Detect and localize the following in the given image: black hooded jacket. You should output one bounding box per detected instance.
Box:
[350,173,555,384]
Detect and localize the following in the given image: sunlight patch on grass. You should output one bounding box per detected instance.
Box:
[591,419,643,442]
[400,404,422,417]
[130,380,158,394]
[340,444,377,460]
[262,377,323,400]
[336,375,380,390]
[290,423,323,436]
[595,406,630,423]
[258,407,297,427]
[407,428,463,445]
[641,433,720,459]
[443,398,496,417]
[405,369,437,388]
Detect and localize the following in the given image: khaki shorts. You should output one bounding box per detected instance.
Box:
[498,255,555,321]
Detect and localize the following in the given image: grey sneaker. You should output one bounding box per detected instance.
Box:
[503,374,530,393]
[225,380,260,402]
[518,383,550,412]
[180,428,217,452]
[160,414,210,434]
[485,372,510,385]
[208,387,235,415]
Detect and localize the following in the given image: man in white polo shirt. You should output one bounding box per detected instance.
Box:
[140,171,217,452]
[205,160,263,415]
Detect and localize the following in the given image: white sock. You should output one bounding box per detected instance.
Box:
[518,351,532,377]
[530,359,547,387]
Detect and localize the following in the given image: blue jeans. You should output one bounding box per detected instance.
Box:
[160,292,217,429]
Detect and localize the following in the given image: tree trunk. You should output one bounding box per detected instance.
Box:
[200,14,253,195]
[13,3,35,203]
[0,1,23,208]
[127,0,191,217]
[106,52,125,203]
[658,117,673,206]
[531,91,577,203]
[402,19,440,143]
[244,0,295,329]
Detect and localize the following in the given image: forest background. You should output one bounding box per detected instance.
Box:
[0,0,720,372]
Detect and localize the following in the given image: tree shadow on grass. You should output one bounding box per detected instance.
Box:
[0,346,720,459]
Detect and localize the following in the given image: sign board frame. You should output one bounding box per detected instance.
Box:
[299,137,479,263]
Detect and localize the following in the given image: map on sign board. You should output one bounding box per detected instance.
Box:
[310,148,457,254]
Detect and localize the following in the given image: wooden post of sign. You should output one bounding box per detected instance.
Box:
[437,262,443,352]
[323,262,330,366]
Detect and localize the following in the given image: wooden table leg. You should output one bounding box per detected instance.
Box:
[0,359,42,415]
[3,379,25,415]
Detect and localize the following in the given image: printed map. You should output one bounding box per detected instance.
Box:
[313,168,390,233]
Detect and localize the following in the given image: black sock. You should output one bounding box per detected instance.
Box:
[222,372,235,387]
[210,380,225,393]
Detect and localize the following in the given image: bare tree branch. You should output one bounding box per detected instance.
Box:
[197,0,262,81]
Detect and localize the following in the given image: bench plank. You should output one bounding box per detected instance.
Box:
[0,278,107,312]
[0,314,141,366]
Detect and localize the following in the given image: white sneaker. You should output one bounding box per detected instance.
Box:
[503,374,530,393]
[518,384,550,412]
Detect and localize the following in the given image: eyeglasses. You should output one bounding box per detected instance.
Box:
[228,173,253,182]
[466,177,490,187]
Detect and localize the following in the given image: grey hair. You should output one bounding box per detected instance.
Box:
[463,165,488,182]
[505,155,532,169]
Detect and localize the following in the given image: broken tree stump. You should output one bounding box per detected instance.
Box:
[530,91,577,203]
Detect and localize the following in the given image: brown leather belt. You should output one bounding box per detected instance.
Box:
::::::::::
To do :: Recite the full listing above exactly.

Response ::
Detect and localize the following in the given image: black hooded jacket. You should output one bounding box per detected instance.
Box:
[350,173,555,384]
Detect and localize the following in the given image: sunlight patch on grass. You should output one bounding box per detected instance.
Box:
[591,419,643,442]
[400,404,422,417]
[130,380,158,394]
[340,444,377,460]
[262,377,323,400]
[336,375,380,390]
[290,423,323,436]
[595,406,630,423]
[258,407,297,427]
[407,428,463,445]
[641,433,720,459]
[443,398,496,417]
[405,369,437,388]
Detect and localize the following in the given image: khaki shorts. You should output one bounding box per detected instance.
Box:
[498,255,555,321]
Detect and localize the following in the given image: grey sneaker. You should output one bounding box per detected instance.
Box:
[503,374,530,393]
[225,380,260,402]
[518,383,550,412]
[180,428,217,452]
[160,414,210,434]
[485,372,510,385]
[208,387,235,415]
Detect and localize the following in the given image: man in white polo shirt. You should output one bounding box per detected instance.
Box:
[140,171,217,452]
[205,160,263,415]
Detect and localize the following in the given image: white sock. You should output one bounding box per detected instance.
Box:
[518,351,532,377]
[530,359,547,387]
Detect and localize the following in the given image: blue jeans. You should output one bounding box per detected instance.
Box:
[160,292,217,429]
Detect and localize the following in the given image: tree trunk. You should output one bounding box per detected instance.
Box:
[200,14,253,195]
[13,3,35,203]
[0,1,23,208]
[127,0,191,217]
[106,52,125,203]
[658,117,673,206]
[531,91,577,203]
[402,19,440,143]
[244,0,295,329]
Detect and localize the following in the given image: forest background. You should output one bounding box per detected instance.
Box:
[0,0,720,372]
Detect and localize the following in the given image: tree shadow on grass. You should output one bounding box per detected instance.
Box:
[0,346,720,459]
Detect and localize the following in the given image: sign board frame. You should output one bounding box per detected instance.
Box:
[299,137,479,263]
Detect and localize the following in the given image: map on sign board. You should output one bounding box per detected instance.
Box:
[310,148,457,254]
Detect and localize the following in the given image: wooden post of sign. You should output one bounding box per detected instance.
Box:
[437,262,443,352]
[323,262,330,366]
Detect and localize the following in the given image: wooden table leg. You should output one bounding box per detected instance.
Box:
[0,359,42,415]
[3,379,25,415]
Detect and localize the following in the given image: printed map. You should output one bounding box per detected instance.
Box:
[313,168,390,233]
Detect and localize the following in the given image: black sock. You should output one bounding box per detected instance.
Box:
[222,372,235,387]
[210,380,225,393]
Detect and localize the following in the given image: bare tree branch. You should output one bounding box per detected instance.
Box:
[197,0,262,81]
Detect and localize the following in the given image: bench plank. You should output one bounding box per detected instance.
Box:
[0,278,107,312]
[0,314,141,366]
Detect and localize the following in the given image: white sneaker. You should output one bounding box per detected instance.
Box:
[503,374,530,393]
[518,384,550,412]
Detect and localize the following in the given image: eyeglasses. You should output one bounding box per detected instance.
Box:
[228,173,253,182]
[466,177,490,187]
Detect and localize the following in the given image: grey hair. You should output one bounding box per detected instance.
Box:
[463,165,488,182]
[505,155,532,169]
Detect and localize the following in the given image: broken tree stump. You should output one bounding box per detected instance.
Box:
[530,91,577,203]
Detect and localize the following in the given image: brown leather belt. You should output one bounding box per detected instance.
Box:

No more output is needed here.